*** RECORDS PROVIDED

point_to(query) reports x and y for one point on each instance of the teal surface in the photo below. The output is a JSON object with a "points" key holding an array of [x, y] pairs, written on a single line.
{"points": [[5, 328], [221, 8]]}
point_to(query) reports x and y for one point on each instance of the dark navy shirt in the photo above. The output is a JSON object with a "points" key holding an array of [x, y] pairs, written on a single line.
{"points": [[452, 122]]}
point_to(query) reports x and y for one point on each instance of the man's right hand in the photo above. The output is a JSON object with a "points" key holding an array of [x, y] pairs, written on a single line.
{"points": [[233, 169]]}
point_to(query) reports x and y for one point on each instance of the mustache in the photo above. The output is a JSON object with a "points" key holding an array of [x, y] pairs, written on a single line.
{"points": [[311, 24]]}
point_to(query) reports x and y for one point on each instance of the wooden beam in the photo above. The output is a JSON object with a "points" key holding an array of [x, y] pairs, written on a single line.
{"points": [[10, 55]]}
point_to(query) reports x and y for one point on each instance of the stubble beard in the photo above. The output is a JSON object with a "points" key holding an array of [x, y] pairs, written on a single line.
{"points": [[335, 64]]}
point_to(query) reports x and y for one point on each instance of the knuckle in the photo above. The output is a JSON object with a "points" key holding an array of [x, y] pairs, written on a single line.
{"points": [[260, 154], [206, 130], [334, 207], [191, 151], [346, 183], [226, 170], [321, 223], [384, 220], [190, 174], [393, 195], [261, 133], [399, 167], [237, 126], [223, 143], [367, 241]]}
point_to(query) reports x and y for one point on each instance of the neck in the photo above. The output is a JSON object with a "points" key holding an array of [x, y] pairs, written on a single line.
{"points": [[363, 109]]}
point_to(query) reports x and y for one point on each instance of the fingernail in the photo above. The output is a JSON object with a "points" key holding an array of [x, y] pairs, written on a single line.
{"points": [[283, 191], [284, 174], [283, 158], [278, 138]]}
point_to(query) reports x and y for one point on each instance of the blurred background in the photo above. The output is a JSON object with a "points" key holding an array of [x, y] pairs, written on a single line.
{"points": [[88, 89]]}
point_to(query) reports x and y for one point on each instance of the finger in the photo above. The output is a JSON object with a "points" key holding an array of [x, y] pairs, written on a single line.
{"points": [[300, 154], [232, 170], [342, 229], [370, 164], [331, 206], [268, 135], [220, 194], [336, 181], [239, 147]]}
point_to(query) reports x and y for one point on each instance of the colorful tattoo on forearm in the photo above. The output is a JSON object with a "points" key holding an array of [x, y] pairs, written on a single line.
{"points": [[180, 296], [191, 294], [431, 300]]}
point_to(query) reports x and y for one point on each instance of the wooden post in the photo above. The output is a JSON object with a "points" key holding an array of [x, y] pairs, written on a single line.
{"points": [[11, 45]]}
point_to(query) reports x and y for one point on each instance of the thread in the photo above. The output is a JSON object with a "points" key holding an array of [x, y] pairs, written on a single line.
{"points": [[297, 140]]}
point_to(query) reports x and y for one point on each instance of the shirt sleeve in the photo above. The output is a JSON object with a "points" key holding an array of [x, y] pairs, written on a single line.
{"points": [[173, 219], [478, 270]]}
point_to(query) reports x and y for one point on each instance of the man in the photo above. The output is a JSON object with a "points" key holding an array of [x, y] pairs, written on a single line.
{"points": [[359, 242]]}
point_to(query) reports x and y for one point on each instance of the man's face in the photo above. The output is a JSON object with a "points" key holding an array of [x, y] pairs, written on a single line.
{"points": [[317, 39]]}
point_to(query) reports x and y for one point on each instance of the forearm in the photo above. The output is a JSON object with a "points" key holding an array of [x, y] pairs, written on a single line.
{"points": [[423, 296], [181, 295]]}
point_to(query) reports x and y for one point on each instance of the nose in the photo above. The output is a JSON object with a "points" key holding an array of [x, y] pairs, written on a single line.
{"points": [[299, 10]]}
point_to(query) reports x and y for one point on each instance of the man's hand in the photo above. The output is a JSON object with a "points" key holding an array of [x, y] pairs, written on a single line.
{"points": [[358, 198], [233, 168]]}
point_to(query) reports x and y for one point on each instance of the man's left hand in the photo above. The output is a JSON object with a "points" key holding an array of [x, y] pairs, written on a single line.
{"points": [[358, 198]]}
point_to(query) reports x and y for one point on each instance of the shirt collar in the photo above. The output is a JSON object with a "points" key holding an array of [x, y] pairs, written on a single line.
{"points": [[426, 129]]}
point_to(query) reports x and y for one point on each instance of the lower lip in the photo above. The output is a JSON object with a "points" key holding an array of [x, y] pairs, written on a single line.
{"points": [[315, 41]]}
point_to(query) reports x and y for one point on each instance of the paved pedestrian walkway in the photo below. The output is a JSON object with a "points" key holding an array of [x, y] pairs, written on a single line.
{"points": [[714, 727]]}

******

WORK REQUEST: Transcribe all the entries, keeping each one exactly as it is.

WRITTEN REPLY:
point_to(query) reports x and y for one point on each instance of the teal surface in the photo below. The output is a JSON object with a "points" key holding an array of [x, y] pairs, written on a single line.
{"points": [[5, 328], [221, 8]]}
point_to(query) reports x and y for one point on each instance of the dark navy shirt in the photo above. The output is a JSON object with a "points" key holding an array of [x, y] pairs, written on a single line.
{"points": [[452, 122]]}
point_to(query) reports x and y for one point on each instance of the man's right hand in the photo above. The output is a JSON object with a "points" key holding an array of [x, y] pairs, written on a single line.
{"points": [[233, 169]]}
point_to(query) reports x and y for one point on each instance of the mustache in the photo above. The output is a JSON object with a "points" key holding an array of [x, y] pairs, written on a single line.
{"points": [[311, 24]]}
point_to(query) reports x and y for one point on each instance of the wooden beam in the photo above. The output is a JSON object with a "points" key holding an array of [x, y] pairs, written on a single line.
{"points": [[10, 55]]}
point_to(query) reports x and y for one point on each instance of the stubble beard in the photo above. The output is a JSON object with a "points" key holding an array of [x, y] pairs, written on a single line.
{"points": [[335, 64]]}
point_to(query) reports x and y for one point on each instance of the knuckle in the photo above. The output is a JSON object with a "points" key holding an array of [x, y] pairs, written on a single line.
{"points": [[260, 154], [206, 130], [334, 207], [191, 151], [346, 183], [226, 170], [321, 223], [384, 220], [190, 174], [393, 195], [261, 133], [399, 167], [237, 126], [223, 143], [367, 241]]}
point_to(query) reports x and y for one point on each instance of the neck in the photo above. The output is a JSON object with a "points" key holding an array of [x, y] pairs, written on a single line.
{"points": [[363, 109]]}
point_to(query) reports x and y for one point on each instance of the fingernail in the photo above. The output is a JSON object with a "points" key holding an array of [x, y] pairs, written on a single line.
{"points": [[283, 191], [284, 174], [283, 158], [278, 138]]}
point_to(query) reports x and y for one point on each instance of the blurred background in the photo above. The output is a JSON object with a "points" key holding an array of [x, y] pairs, written on a single line.
{"points": [[88, 89]]}
point_to(query) reports x and y for one point on each instance of the finger in the photo above. The output is a JSON object with a "points" key holding an array of [x, y] pairs, written on a single line.
{"points": [[300, 154], [232, 170], [342, 229], [370, 164], [331, 206], [268, 135], [220, 194], [336, 181], [239, 147]]}
point_to(query) reports x and y for one point on each instance of the colorful tattoo on forearm in the photo above. The output is a JSON object with a "points" key holding an array of [x, y] pairs, written on a single line.
{"points": [[180, 296], [191, 294], [431, 300]]}
point_to(query) reports x and y for one point on each instance of the wooden post in the photo above. The output is a JSON object with a "points" key holding an array of [x, y] pairs, written on a single line.
{"points": [[11, 45]]}
point_to(query) reports x and y for one point on each instance of the thread in the photo above. The output is a JSON object with a "points" key holding an array of [x, y] pairs, written on a single line.
{"points": [[297, 140]]}
point_to(query) reports x and y for one point on each instance of the shirt sleeve in the photo above. The output is a JSON object with a "points" key holding an array of [x, y] pairs, written on a single line.
{"points": [[173, 219], [478, 270]]}
point_to(query) reports x and y for one point on each instance of the man in the photo above. The output is a JSON object with a "points" key holding an array of [x, y] pairs, written on a single line.
{"points": [[359, 242]]}
point_to(query) reports x and y for one point on each instance of the man's face in the photo above. The output is a JSON object with a "points" key holding an array of [x, y] pairs, written on a single line.
{"points": [[317, 39]]}
point_to(query) reports x and y for one point on each instance of the forearm in the photo above. The output is a JSON object with a "points" key holding an array of [x, y] pairs, written on a single line.
{"points": [[423, 296], [181, 295]]}
point_to(query) reports x and y for one point on each instance of the nose in the photo above. The output is a JSON object with a "points" key holding an array of [x, y] pairs, written on a single line.
{"points": [[299, 10]]}
point_to(query) reports x and y for one point on each instance of the man's hand in the photo above. The output is a JSON object with a "points" key holding an array of [x, y] pairs, written on a single line.
{"points": [[358, 198], [233, 168]]}
point_to(query) reports x and y for one point on each instance of the man's left hand in the photo above. The output is a JSON object with a "points" key holding an array of [x, y] pairs, written on a single line.
{"points": [[358, 198]]}
point_to(query) reports x and y for one point on each instance of the shirt collar in the photo above. The output is a JSON object with a "points" key holding an array of [x, y] pairs, written on a single line.
{"points": [[426, 129]]}
point_to(query) reports x and y for one point on each instance of the lower lip in the photo above. The output is a JSON object with a "points" key holding an array of [x, y] pairs, written on a single line.
{"points": [[315, 41]]}
point_to(query) reports x and y for one point on each instance of the paved pedestrian walkway in the photo below. The output is a JSON object with a "points" key holding an array of [x, y] pairs, written on a single line.
{"points": [[714, 727]]}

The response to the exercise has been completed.